» **Задания**:
A - Ответьте по отрывку о Рокоссовском:
(i) Какого числа представители Советского Союза и Китая подписали соглашение о ликвидации конфликта на КВЖД?
(ii) Какая бригада оставалась в Чжалайноре до возобновления движения на КВЖД?
(iii) Какой наградой отметили Рокоссовского 13 февраля?
B - Продолжите отрывок о Рокоссовском, начав сразу после его последнего предложения.

» **Отрывок из текста**:
В конце декабря мы вернулись в город Маньчжурия. Китайское правительство вынуждено было пойти на мирные переговоры. 20 декабря полномочные представители Советского Союза и Китая подписали соглашение о ликвидации вооружённого конфликта на КВЖД. Права нашей страны на пользование этой дорогой восстанавливались. Около трёх тысяч советских граждан было освобождено из Сумбейского концлагеря.
Сразу же после подписания соглашения войска Забайкальской группы возвратились в районы постоянной своей дислокации. Только 5-я Отдельная Кубанская кавалерийская бригада оставалась в Чжалайноре до возобновления движения на КВЖД, то есть до 10 января 1930 года».
Возвращение бригады домой в Даурию было триумфальным.
Долгожданная встреча с семьёй. Жена была счастлива, дочь подрастала. Всё хорошо и правильно складывалось в его жизни.
Вскоре в расположение прибыл командующий ОКДВА Блюхер. Хозяйство Рокоссовского ему понравилось. Командир бригады внушал доверие и уважение, головы перед начальством не клонил, перед подчинёнными не вскидывал, держал себя с достоинством, похвалу принимал сдержанно, на замечания реагировал внимательно.
13 февраля за умелые и решительные действия в районе КВЖД Рокоссовского наградили третьим орденом Красного Знамени.

» **Строки**:
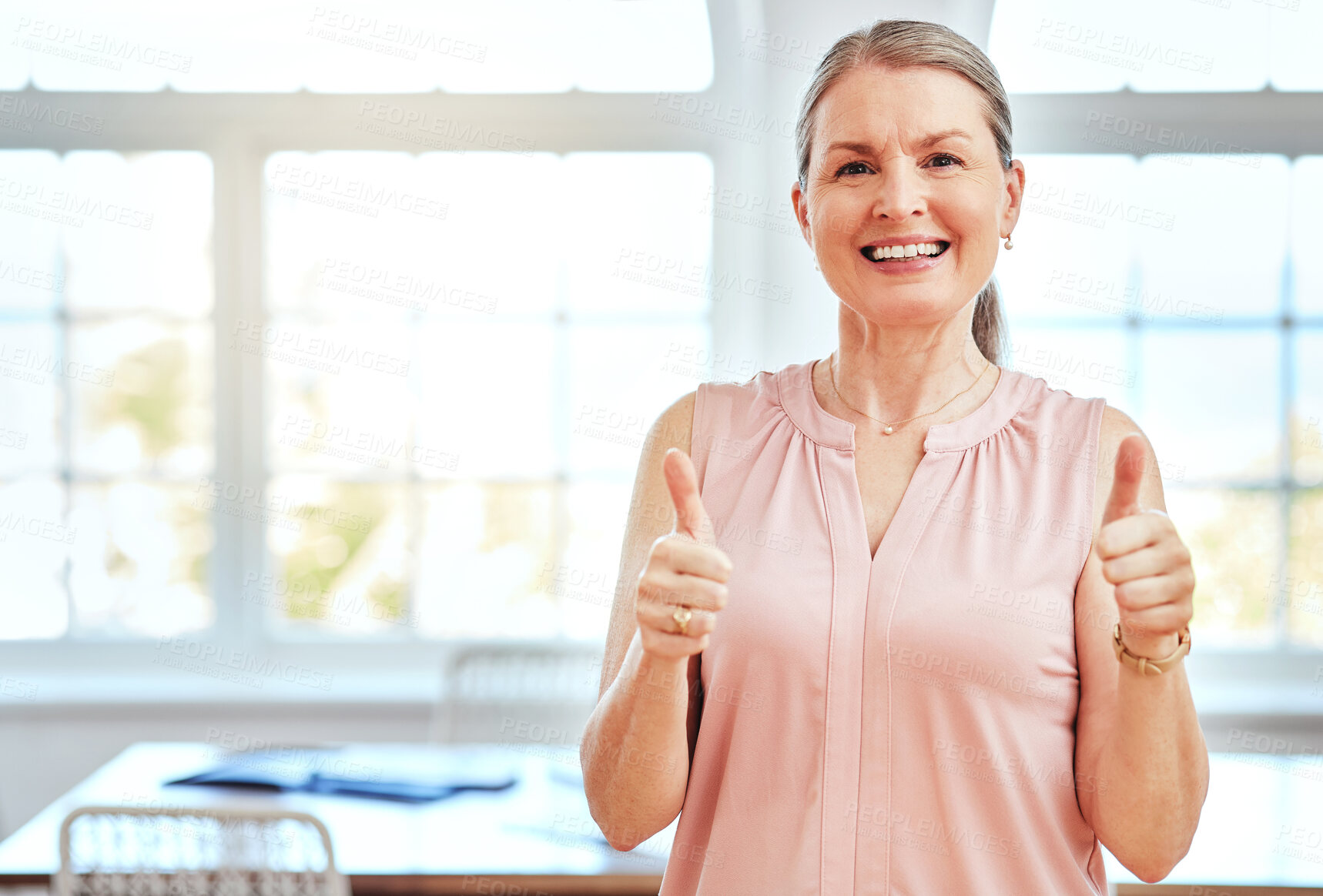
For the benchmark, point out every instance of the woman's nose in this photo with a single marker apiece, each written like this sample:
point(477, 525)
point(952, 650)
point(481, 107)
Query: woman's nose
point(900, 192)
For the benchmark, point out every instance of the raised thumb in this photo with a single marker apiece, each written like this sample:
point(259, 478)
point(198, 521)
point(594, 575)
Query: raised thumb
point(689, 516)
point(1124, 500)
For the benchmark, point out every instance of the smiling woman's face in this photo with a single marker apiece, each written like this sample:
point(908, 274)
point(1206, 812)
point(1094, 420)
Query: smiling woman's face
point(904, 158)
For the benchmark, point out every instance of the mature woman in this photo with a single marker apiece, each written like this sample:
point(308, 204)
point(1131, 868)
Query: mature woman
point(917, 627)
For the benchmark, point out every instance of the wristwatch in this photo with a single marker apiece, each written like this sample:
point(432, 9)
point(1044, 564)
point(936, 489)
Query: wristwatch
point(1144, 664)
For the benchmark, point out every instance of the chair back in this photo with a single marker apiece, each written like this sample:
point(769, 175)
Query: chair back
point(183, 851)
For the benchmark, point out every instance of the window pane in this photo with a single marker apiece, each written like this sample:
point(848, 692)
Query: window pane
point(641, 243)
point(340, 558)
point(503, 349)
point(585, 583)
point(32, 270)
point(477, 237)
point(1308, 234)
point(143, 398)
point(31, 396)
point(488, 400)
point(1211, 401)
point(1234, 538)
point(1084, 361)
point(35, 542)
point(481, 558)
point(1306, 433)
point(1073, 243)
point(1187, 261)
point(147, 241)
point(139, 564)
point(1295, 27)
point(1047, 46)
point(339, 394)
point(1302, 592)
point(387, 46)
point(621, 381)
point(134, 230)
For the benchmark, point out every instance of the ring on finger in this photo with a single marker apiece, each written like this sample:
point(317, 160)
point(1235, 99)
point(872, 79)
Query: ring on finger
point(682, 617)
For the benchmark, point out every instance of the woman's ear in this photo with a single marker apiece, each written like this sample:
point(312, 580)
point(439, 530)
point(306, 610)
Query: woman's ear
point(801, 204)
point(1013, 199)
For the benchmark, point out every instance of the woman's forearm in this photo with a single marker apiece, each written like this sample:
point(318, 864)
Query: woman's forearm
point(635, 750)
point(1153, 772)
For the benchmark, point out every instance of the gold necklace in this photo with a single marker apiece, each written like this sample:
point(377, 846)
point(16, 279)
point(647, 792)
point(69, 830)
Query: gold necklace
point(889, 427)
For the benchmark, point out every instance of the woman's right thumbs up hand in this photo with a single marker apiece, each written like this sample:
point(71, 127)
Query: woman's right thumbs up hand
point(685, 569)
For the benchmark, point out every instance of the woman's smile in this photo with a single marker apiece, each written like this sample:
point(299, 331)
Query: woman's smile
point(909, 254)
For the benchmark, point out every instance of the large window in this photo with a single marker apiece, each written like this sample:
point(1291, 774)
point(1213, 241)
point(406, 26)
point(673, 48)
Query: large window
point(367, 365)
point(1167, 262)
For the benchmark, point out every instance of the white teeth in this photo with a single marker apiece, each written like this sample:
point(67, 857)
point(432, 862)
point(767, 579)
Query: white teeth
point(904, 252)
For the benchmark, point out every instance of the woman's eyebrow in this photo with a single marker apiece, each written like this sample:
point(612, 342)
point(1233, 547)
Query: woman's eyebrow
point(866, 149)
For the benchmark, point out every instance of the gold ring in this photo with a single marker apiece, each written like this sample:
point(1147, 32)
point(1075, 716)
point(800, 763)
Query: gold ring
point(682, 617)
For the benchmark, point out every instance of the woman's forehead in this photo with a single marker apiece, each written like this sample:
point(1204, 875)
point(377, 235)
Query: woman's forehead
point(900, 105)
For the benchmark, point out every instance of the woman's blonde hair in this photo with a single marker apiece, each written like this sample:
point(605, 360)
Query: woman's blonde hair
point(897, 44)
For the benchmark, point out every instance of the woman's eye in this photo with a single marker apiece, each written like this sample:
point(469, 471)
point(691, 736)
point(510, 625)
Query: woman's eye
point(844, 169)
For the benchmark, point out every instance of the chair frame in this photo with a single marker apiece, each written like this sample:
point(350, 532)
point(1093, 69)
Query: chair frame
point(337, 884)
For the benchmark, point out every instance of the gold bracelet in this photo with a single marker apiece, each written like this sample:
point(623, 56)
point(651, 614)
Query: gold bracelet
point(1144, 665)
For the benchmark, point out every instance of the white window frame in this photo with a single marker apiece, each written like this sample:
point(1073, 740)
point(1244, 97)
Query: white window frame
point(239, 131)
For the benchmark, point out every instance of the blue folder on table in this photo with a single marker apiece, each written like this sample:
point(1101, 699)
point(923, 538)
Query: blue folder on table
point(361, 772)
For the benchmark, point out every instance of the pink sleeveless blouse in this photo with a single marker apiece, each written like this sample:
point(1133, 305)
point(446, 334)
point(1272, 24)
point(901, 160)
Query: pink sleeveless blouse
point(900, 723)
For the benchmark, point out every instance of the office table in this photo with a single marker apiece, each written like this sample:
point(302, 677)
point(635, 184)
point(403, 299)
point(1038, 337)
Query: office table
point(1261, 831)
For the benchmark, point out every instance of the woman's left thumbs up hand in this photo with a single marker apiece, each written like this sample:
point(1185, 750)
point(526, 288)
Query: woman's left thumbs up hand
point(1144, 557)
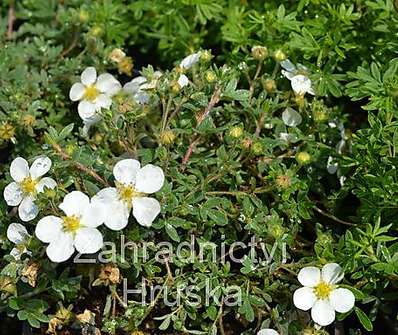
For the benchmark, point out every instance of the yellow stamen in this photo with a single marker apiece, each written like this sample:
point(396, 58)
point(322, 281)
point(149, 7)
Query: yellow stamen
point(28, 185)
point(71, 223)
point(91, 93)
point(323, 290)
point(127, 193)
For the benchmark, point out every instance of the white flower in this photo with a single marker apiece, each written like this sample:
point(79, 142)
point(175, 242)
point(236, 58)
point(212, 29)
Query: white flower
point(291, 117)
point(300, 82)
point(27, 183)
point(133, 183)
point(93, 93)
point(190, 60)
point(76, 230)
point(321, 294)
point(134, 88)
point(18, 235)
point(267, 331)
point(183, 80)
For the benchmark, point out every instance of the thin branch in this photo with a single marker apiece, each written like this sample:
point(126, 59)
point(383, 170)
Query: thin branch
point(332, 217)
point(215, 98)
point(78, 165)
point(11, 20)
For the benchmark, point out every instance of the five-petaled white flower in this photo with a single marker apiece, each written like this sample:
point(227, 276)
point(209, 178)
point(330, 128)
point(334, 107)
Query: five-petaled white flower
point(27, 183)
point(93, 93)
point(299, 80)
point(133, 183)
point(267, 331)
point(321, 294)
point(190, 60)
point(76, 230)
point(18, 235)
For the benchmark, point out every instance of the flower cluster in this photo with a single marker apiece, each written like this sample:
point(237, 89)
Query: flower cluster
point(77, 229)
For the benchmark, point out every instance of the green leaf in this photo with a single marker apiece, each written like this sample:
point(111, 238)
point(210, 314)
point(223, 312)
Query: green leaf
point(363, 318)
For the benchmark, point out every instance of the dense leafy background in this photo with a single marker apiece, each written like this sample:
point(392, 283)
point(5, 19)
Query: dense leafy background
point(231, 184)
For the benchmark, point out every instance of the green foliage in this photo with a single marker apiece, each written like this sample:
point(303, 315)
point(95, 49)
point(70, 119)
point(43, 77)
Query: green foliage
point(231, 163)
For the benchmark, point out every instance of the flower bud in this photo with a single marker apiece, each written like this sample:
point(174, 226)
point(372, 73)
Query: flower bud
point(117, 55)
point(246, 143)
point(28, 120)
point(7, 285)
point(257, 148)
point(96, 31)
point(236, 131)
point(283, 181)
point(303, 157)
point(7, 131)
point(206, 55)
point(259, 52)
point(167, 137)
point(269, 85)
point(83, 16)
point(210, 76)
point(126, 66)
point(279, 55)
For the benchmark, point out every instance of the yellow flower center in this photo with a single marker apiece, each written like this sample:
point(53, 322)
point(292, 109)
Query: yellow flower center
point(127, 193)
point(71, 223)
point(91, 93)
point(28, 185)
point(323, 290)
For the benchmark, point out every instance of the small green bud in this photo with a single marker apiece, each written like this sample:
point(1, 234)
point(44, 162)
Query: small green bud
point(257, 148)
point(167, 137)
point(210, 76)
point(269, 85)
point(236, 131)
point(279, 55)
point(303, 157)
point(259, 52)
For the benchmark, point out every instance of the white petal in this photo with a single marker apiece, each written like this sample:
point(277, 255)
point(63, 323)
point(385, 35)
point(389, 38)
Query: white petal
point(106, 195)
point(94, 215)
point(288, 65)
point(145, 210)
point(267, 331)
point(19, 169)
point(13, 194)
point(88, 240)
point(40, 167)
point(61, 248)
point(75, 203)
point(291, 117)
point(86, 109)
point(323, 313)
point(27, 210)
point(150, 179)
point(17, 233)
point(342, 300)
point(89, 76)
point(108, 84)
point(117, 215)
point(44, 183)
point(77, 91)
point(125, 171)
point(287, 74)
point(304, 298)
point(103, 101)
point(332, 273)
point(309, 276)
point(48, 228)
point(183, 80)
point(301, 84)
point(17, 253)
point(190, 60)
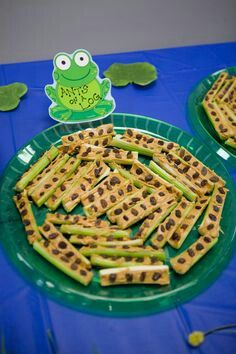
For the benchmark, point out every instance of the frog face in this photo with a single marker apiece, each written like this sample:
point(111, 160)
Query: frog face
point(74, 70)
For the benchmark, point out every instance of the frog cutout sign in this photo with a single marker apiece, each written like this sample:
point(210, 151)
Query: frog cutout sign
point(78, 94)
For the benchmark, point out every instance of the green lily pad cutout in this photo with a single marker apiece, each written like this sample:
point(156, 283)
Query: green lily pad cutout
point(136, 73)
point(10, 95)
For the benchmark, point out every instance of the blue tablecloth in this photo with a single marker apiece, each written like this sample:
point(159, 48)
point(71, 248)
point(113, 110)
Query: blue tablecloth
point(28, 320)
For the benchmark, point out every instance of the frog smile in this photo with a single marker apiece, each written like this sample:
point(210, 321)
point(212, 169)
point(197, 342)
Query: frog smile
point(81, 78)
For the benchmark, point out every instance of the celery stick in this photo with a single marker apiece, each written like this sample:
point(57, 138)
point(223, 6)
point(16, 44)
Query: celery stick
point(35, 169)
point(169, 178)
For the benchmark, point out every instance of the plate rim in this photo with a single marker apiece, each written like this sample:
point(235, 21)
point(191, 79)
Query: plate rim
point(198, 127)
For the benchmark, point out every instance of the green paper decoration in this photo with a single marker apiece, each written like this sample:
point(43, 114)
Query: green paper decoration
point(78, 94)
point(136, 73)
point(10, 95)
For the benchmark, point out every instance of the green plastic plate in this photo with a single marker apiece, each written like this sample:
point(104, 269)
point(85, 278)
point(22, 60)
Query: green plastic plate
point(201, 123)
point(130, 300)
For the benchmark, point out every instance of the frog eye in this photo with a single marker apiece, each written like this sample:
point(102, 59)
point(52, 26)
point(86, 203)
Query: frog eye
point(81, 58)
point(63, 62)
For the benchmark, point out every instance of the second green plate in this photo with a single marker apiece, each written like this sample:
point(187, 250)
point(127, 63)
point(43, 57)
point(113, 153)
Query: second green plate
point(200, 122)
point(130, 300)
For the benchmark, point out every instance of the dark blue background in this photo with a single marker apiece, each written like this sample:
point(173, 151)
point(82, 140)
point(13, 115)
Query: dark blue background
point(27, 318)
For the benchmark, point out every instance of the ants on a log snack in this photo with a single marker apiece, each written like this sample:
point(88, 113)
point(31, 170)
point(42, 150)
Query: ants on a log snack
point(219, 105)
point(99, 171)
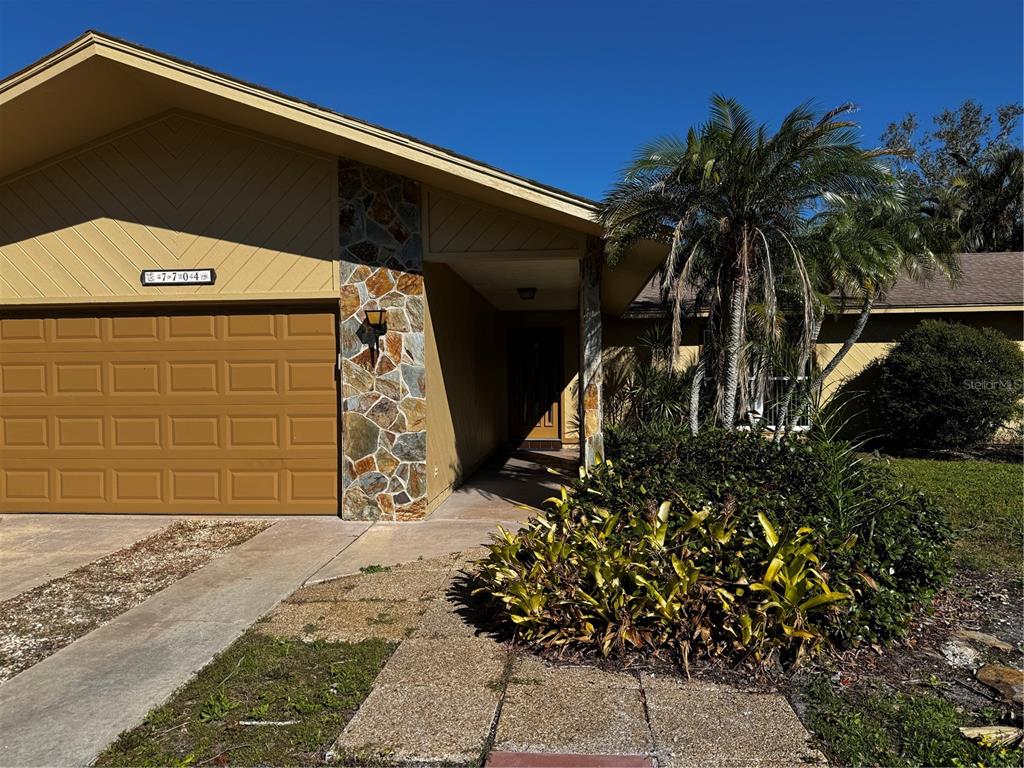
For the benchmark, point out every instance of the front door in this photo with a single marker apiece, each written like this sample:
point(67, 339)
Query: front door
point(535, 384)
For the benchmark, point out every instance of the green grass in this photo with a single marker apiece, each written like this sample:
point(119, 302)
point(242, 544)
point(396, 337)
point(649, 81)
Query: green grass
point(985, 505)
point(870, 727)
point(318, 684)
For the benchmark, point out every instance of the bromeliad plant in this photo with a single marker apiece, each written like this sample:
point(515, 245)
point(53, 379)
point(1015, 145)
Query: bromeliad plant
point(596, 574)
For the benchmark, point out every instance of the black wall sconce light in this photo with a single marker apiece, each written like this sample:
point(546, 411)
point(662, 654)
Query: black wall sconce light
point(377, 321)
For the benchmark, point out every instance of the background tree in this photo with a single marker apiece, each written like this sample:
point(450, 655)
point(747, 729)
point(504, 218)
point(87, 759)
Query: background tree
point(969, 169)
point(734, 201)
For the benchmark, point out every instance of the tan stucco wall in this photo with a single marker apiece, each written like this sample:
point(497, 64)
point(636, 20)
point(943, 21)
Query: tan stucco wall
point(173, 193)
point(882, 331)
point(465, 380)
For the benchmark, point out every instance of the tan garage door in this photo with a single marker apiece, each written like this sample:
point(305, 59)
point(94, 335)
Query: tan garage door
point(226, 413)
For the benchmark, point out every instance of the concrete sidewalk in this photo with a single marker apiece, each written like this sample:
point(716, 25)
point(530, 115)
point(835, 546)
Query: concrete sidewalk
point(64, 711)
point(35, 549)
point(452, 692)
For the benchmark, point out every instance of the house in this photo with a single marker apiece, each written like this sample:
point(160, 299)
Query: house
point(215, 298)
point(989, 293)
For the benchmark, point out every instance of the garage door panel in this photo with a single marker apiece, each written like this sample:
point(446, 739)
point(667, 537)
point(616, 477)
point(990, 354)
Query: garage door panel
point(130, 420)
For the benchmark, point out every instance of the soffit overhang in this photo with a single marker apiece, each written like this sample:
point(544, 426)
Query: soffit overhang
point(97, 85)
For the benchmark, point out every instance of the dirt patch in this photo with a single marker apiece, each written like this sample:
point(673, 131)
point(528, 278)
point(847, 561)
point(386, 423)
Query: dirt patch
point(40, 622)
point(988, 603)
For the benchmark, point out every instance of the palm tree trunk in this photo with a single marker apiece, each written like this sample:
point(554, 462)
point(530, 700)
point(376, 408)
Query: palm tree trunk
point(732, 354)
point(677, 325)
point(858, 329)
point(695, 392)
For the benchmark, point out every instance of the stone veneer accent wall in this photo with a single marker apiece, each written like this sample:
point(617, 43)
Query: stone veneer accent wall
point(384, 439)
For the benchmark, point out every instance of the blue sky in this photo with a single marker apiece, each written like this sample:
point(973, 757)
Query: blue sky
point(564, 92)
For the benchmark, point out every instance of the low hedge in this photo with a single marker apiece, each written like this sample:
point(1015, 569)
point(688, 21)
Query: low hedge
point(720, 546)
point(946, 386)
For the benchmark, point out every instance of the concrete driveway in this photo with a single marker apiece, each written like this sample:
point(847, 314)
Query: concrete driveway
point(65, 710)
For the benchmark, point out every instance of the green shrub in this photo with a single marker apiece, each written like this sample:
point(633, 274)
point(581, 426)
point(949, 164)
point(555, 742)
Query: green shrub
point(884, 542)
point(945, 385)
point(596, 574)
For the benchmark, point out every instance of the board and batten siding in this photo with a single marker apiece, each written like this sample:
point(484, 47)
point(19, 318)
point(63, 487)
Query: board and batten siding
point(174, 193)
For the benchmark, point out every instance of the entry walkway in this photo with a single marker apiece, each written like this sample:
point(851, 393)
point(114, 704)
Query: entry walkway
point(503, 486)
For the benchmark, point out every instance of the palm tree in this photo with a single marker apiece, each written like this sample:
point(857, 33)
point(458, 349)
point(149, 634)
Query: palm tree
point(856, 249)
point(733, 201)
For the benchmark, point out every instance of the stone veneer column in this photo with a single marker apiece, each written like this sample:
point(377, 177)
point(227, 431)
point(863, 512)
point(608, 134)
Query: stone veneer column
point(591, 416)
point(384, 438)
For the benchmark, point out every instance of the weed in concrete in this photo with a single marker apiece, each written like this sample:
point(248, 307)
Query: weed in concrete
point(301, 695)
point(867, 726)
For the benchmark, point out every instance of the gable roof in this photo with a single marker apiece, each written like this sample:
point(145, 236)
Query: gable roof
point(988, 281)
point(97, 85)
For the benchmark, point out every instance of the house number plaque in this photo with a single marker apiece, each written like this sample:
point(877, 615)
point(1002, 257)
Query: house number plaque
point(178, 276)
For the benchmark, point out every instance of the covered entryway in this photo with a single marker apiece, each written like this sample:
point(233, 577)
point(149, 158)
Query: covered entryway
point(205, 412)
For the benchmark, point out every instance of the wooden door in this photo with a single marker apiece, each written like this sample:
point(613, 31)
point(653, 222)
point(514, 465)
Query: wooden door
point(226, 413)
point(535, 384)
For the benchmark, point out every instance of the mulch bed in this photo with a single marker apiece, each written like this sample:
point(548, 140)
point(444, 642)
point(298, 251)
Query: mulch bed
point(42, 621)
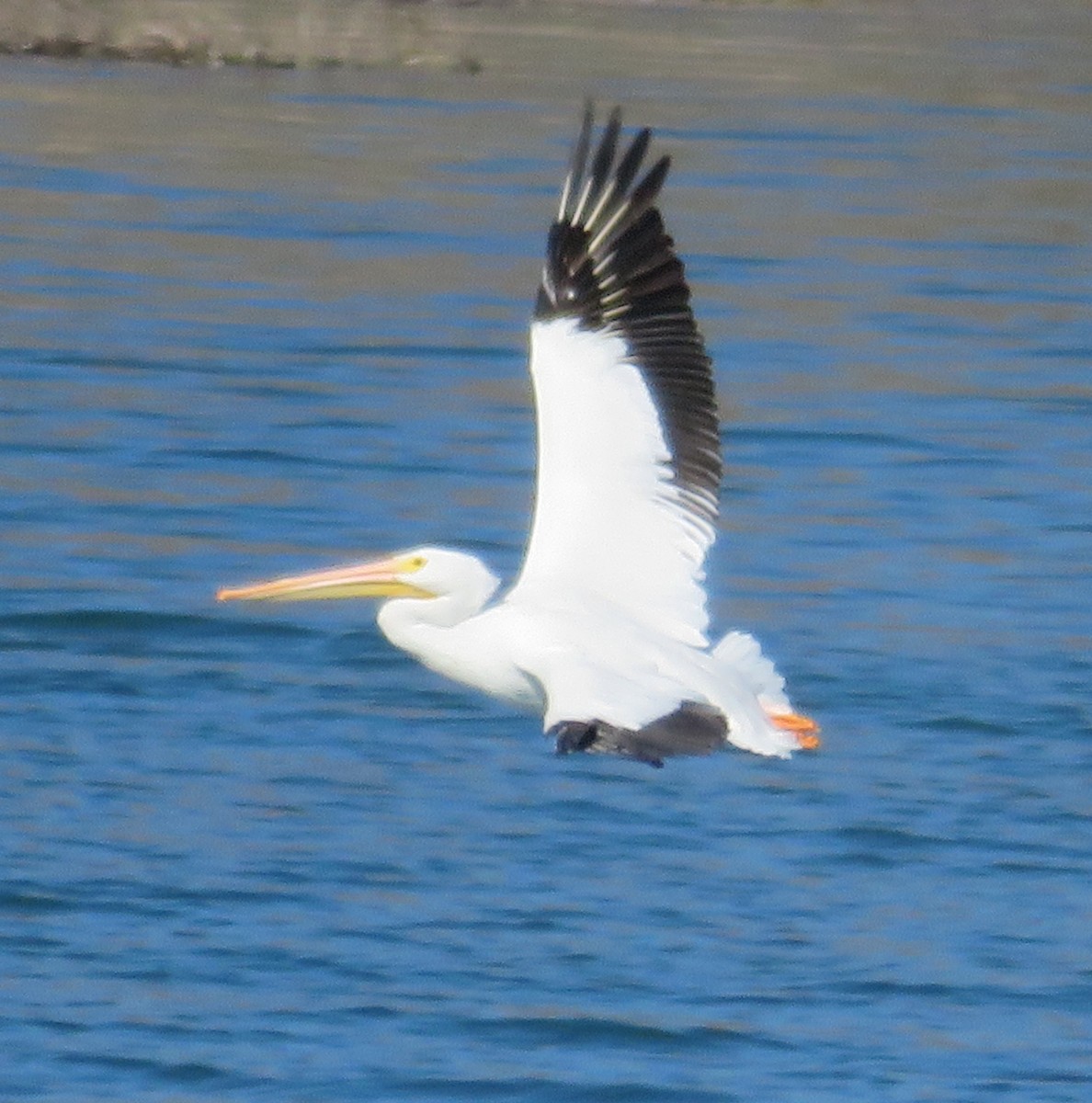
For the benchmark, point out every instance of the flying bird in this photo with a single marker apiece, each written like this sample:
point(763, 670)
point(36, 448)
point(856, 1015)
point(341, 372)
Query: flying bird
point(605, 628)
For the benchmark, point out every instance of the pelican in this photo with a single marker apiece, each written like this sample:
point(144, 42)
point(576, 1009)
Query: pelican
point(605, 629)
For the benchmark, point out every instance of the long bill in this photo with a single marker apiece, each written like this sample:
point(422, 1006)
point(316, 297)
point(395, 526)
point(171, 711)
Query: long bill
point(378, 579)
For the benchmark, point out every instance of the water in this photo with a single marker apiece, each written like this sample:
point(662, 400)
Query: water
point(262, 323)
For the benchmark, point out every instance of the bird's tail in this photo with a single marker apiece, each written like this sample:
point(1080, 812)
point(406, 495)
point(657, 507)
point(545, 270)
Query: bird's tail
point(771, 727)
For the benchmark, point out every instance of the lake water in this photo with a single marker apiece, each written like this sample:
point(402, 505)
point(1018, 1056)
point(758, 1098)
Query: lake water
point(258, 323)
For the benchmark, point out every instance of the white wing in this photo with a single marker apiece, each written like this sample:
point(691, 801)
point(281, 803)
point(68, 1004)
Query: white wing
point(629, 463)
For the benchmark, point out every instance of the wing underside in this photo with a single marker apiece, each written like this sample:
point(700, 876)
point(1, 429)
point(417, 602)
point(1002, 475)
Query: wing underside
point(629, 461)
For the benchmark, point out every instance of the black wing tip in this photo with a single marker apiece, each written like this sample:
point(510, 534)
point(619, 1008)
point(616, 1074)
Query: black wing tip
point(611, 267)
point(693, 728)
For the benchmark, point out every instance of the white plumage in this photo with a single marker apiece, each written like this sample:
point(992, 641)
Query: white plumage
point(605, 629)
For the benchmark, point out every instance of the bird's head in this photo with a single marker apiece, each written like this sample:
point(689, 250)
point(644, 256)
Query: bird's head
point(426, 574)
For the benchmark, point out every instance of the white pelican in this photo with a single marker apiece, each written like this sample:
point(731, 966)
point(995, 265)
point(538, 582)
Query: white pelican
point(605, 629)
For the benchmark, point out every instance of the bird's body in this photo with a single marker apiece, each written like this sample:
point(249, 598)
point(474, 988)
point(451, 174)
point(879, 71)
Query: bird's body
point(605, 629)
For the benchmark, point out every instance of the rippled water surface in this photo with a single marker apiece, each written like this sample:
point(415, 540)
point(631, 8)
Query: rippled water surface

» **Ответы**:
A -
(i) 20 декабря.
(ii) 5-я Отдельная Кубанская кавалерийская бригада.
(iii) Третьим орденом Красного Знамени.

B -
НОВЫЕ НАЗНАЧЕНИЯ
Боевой командир, с волей и энергией. Дисциплинирован, выдержан и скромен…
В начале 1930 года забайкальская страда нашего героя закончилась — его переводили на запад, в Белорусский военный округ. Здесь он получил 7-ю Самарскую им. Английского пролетариата кавалерийскую дивизию.
Дивизия входила в состав 3-го кавкорпуса. Корпусом командовал Семён Константинович Тимошенко. С ним у Рокоссовского с самого начала завязались добрые отношения. В аттестации, которую Тимошенко дал своему подчинённому в 1931 году, говорилось: «В дивизии имеются большие достижения во всех областях боевой подготовки. Хорошо сколочен штаб дивизии, подготовка его хорошо сказалась на помощи низшему звену. На манёврах обеспечены успехи управления войсками на сложной задаче дивизии — оборона на широком фронте. Дивизия имеет первенство по целому ряду состязаний окружного штаба, а также первенство на всесоюзных состязаниях. Командный состав сколочен, и тов. Рокоссовский много работает над воспитанием комначсостава. Грамотный командир, учит и воспитывает правильно. Настойчивый, волевой командир. Знает тактику и применение других родов оружия. Энергичен, чёток и дисциплинирован. Хорошо организовывает и проводит занятия с начсоставом дивизии. Очень внимателен, никогда не вводит в заблуждение старших, справедлив. Должности комдива вполне соответствует».
Эта аттестация характеризует Рокоссовского очень точно и справедливо. Тимошенко верно почувствовал характер и способности молодого командира и, как мог, старался обеспечить ему успешное будущее.
Семья жила здесь же, в Минске. Тылы нашего героя были надёжно защищены, и он самозабвенно отдался главной своей работе — службе.
Весной 1930 года из Москвы, окончив Курсы усовершенствования высшего начальствующего состава при Военной академии им. М. В. Фрунзе, в дивизию вернулся один из лучших командиров полков округа и бывший однокашник Рокоссовского по ленинградским курсам Георгий Жуков.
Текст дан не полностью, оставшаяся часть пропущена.